The 4 Phases Of Saving And Investing For Retirement
The caveat to the traditional view on accumulating for retirement is that in reality, an individual’s income, spending, and ability to save vary greatly throughout life. From the impact of raises and promotions (especially significant in the early years of a career), to starting a family (and then moving on to the empty nest phase later), steady saving for retirement is not necessarily as feasible as the conventional view would suggest.
Similarly, the reality is that the importance of investment returns and risk management vary over time as well. Those still in the early years of accumulation have such a long time horizon, they still have the capacity to take significant risk in the portfolio, while in the later years an adverse market event could drastically derail a retirement plan and the planned retirement date. And the simple truth is that in the early years, the actual dollar amount of growth is so small, it’s often dwarfed by ongoing contributions; it’s only in the later years that growth becomes the real engine driving the portfolio to the retirement finish line.
In other words, accumulators progressing towards retirement will actually go through phases that have distinct challenges. After all, focusing on whether you Save isn’t relevant until you’re Earning enough to save. And success in the Saving behavior itself eventually creates a portfolio large enough that the Growth is what matters the most. And years of compounding Growth is what closes the gap on retirement, bringing the retirement date closer but also accentuating the need to Preserve the portfolio and manage the retirement date risk.

## TASKS TO COMPLETE
a: Repeat the passage on retirement saving from "In other words, accumulators" to "retirement date risk.".
b: Pick up the retirement saving passage after its last sentence and keep it going.

Point annotation records:
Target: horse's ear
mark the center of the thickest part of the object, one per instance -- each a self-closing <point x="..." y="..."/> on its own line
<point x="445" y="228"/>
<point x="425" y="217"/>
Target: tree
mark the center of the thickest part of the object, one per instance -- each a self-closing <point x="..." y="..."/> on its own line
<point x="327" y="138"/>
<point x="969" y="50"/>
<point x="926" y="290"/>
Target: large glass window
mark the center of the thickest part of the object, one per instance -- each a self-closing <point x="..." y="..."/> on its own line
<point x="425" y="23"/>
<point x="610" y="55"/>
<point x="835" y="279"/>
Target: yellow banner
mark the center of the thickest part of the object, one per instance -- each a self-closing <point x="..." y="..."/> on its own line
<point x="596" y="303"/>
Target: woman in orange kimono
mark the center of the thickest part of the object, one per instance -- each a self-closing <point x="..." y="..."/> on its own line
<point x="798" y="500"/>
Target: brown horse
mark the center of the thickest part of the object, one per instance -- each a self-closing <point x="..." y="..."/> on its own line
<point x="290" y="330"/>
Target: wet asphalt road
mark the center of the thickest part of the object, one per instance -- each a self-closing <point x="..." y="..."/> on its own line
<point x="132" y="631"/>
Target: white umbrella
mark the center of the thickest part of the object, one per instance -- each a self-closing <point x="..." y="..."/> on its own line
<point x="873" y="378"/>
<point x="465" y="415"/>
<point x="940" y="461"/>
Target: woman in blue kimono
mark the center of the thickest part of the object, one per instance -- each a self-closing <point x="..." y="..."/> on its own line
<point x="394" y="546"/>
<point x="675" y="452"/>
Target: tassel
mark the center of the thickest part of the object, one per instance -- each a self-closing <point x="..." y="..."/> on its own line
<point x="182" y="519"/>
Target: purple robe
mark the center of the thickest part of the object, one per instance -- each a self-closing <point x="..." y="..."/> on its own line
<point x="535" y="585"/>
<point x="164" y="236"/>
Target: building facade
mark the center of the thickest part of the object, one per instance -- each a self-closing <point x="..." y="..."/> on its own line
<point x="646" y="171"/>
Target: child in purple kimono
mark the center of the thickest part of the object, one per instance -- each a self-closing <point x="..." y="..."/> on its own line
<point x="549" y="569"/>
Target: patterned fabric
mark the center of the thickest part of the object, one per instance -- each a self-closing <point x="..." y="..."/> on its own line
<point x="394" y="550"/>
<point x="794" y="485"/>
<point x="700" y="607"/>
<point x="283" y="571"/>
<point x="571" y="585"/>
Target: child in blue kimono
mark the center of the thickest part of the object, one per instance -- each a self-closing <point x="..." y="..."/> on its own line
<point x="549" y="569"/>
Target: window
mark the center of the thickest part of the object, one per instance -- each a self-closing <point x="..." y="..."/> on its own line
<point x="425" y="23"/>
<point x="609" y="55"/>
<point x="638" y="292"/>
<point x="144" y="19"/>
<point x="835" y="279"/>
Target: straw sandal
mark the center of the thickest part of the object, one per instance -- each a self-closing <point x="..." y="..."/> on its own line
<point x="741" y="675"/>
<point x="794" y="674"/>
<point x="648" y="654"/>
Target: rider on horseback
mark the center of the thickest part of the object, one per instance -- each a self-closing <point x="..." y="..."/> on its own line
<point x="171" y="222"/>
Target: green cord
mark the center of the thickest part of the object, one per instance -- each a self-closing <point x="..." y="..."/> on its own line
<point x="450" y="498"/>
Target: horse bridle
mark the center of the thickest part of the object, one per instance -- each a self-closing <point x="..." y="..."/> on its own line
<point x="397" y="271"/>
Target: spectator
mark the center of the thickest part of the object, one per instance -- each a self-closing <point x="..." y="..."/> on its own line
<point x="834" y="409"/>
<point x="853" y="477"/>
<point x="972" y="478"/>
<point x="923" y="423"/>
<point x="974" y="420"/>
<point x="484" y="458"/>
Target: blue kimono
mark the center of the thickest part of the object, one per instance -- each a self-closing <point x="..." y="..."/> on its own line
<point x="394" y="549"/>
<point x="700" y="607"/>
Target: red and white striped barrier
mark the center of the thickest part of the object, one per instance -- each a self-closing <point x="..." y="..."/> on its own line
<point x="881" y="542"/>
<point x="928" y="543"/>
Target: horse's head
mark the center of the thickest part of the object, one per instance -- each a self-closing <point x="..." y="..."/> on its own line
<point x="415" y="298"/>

## EXERCISE RESULTS
a:
In other words, accumulators progressing towards retirement will actually go through phases that have distinct challenges. After all, focusing on whether you Save isn’t relevant until you’re Earning enough to save. And success in the Saving behavior itself eventually creates a portfolio large enough that the Growth is what matters the most. And years of compounding Growth is what closes the gap on retirement, bringing the retirement date closer but also accentuating the need to Preserve the portfolio and manage the retirement date risk.

b:
Thus, over time an accumulator will need to navigate each of these four distinct phases in turn: Earn, Save, Grow, and Preserve.
Earn: CAN YOU Save For Retirement?
In the first stage of saving for retirement, the driving issue is simply whether you earn enough that you can afford to save or not. In other words, does your income exceed your expenses, such that there is something left over to save in the first place?
Of course, the reality is that at virtually any income level, there will be a group of people who spend more than they make, and can’t seem to find any available dollars to save. But for prospective savers in their early working years, who may still only be earning minimum wage, they really may not be earning enough yet to have any material dollars left over to save, after covering just the basic household essentials (food, shelter, and clothing). Or perhaps they are earning slightly more than minimum wage, but are burdened by student loan or other debt payments that leave little cash flow available for saving.
For people facing this situation, the ‘traditional’ advice to spend less and save more isn’t very effective, because there really isn’t much of any spending to cut in order to spend less. Instead, the real path to financial success from here is not to spend less and save more, but to earn more to save more.
In other words, the key issue for those in Earn stage of saving for retirement is to figure out how to increase their income earnings so they can save in the first place. That could be figuring out a side hustle for some extra income, or reinvesting any available dollars (if there are any!?) into a course or training to improve the career trajectory, or even just coaching on how to ask for a raise.
But again, the fundamental point is that early on, the best advice to save more for retirement is to earn more so you can save in the first place!
Save: ARE YOU Saving For Retirement?
As income begins to rise during the early working career, suddenly a prospective saver may reach the point where there’s enough income to cover the bills (and outstanding debts) with something left over. So what do you do with the extra income? At this stage, it’s no longer a question of the sheer capacity to save, but instead about taking action to save, or whether that extra income is spent instead.
Certainly, one of the great ‘joys’ of generating additional income is the opportunity to spend it on the pleasures of life, but allowing the lifestyle to creep higher every time there’s a raise means no saving will ever actually get done. At some point, it’s necessary to actually commit that not all of the next raise will be consumed, and instead that some of it will be saved, instead.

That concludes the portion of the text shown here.